*Complete the following*.
1 – In the excerpt on measuring marketing performance, what mean score on a scale of 1-5 did respondents to the recent ITSMA survey give themselves?
2 – Render the listing from its start through the line holding "positive clicks: (327, 184)", inclusive, as a Markdown table with the columns No. and Line. Give each line a row number and leave out blank lines.

*Extract to read*.

___

We also understand the benefits. Recent research from ITSMA suggests
that companies that measure marketing's impact receive more support from
top executives and better allocation of marketing resources. Most important,
consistently measuring marketing performance can also help companies
drive profitable growth by helping the company focus on high margin offerings
and customers and by optimizing the efficiency of marketing and sales
spending.
The good news is that in a recent ITSMA survey, 59% of the respondents
said that their approach to measuring marketing performance has improved
over the past two years. However, on a scale of 1-5, the respondents
gave themselves a mean score of only 2.65, which is pretty much the same
score that respondents to a 2003 survey gave themselves for the same
question. This indicates that there's still plenty of room for improvement.
When it comes to measurement, there is no quick fix. Although a large
majority of survey respondents claimed to be held accountable for return
on marketing investment, less than one in five has an organization that
tracks this for all marketing campaigns and programs. Most companies
are still measuring in a limited and inconsistent manner. As HP's Deb
Nelson will discuss next week at ITSMA's Annual
Marketing Conference, building an effective measurement system demands
sustained focus and investment in people, process, and systems over a
period of years. I harbor no illusions that 2007 will somehow become
the year we all turn the corner on measurement. Hopefully we can take
at least another step or two forward in clarifying the right metrics
for marketing and then making sure they're consistently tracked and monitored
throughout the year.
Let us know how you do!
Rob Leavitt

[TOP OF PAGE]
What's
Hot: Marketers as Growth Champions: Three Questions for 2007
Most marketers in a recent ITSMA survey agreed that marketing's primary
objective is driving growth and profitability. It's not exactly a shocking
revelation. After all, profitable growth is the business of business,
so presumably all corporate functions are ultimately focused in that
same direction. Indeed, one has to wonder about those marketers in our
survey with a different idea of their ultimate mission.

___

*Entries supplied*.

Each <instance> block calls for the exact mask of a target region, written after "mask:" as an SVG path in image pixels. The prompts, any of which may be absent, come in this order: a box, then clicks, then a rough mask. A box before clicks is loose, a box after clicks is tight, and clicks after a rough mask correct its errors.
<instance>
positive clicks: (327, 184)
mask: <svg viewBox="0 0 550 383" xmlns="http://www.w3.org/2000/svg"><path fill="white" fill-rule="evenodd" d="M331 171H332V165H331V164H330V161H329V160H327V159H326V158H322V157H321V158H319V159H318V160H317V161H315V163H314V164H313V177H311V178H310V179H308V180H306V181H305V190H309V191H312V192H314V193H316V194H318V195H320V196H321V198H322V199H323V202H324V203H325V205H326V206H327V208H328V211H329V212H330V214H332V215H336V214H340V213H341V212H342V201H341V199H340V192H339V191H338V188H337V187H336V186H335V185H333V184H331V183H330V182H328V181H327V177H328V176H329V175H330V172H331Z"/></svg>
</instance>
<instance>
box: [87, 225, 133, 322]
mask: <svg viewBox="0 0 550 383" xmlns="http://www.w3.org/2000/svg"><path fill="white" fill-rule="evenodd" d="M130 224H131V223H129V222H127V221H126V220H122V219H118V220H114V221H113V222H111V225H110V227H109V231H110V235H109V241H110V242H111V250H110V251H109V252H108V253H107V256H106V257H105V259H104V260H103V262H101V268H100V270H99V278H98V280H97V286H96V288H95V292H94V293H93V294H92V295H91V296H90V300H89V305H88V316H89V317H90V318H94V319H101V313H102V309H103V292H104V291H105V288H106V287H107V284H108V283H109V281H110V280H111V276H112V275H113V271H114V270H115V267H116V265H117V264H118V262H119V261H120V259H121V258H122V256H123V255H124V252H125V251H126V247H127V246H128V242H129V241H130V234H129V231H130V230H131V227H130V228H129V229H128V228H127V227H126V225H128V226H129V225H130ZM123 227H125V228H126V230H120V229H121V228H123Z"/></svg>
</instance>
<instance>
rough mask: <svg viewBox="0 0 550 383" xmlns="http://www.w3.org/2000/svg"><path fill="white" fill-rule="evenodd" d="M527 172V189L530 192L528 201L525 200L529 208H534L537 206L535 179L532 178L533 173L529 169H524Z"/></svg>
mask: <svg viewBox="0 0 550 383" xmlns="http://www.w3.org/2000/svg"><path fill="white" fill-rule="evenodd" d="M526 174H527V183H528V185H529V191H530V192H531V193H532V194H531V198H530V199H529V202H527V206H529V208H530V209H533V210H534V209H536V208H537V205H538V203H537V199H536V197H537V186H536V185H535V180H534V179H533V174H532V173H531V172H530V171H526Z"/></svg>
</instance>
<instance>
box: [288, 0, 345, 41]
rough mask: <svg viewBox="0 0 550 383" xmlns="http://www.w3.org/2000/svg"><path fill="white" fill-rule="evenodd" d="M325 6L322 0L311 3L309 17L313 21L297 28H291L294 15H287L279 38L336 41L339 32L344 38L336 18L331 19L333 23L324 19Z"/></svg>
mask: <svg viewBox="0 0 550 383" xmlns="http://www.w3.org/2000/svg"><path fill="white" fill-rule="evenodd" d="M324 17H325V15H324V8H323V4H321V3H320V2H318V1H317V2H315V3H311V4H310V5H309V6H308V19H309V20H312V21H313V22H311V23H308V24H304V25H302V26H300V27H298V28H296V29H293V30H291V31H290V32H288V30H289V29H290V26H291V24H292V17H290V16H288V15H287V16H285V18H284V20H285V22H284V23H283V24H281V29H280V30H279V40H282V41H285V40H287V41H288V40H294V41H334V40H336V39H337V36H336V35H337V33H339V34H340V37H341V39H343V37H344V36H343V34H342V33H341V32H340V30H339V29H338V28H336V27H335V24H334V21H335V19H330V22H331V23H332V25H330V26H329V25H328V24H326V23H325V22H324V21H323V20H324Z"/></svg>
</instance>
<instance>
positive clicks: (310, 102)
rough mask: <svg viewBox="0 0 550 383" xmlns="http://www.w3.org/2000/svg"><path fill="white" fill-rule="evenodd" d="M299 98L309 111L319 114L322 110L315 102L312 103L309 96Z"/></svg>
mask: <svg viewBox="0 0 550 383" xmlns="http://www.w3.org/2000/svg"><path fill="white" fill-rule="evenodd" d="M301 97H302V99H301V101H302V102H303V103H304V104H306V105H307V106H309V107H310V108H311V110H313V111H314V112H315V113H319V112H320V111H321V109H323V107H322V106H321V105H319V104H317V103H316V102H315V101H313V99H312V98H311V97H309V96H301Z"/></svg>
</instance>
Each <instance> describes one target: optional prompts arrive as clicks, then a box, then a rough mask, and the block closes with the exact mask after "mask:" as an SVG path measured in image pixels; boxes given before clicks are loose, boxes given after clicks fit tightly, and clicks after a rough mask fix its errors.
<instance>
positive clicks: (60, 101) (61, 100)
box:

___

*Per-task answers*.
1 – 2.65

2 –
| No. | Line |
|---|---|
| 1 | Each <instance> block calls for the exact mask of a target region, written after "mask:" as an SVG path in image pixels. The prompts, any of which may be absent, come in this order: a box, then clicks, then a rough mask. A box before clicks is loose, a box after clicks is tight, and clicks after a rough mask correct its errors. |
| 2 | <instance> |
| 3 | positive clicks: (327, 184) |